>> START PROVIDED DATA

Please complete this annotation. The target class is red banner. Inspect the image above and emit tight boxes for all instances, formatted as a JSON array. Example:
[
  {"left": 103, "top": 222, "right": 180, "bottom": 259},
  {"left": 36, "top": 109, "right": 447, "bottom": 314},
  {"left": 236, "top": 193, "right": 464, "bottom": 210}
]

>> END PROVIDED DATA

• **DIRECTION**
Return all of the data above word for word, keeping every line the same.

• **ANSWER TO THIS EXERCISE**
Please complete this annotation. The target class is red banner. Inspect the image above and emit tight boxes for all instances, formatted as a JSON array. Example:
[
  {"left": 103, "top": 222, "right": 180, "bottom": 259},
  {"left": 36, "top": 109, "right": 447, "bottom": 314},
  {"left": 236, "top": 193, "right": 464, "bottom": 210}
]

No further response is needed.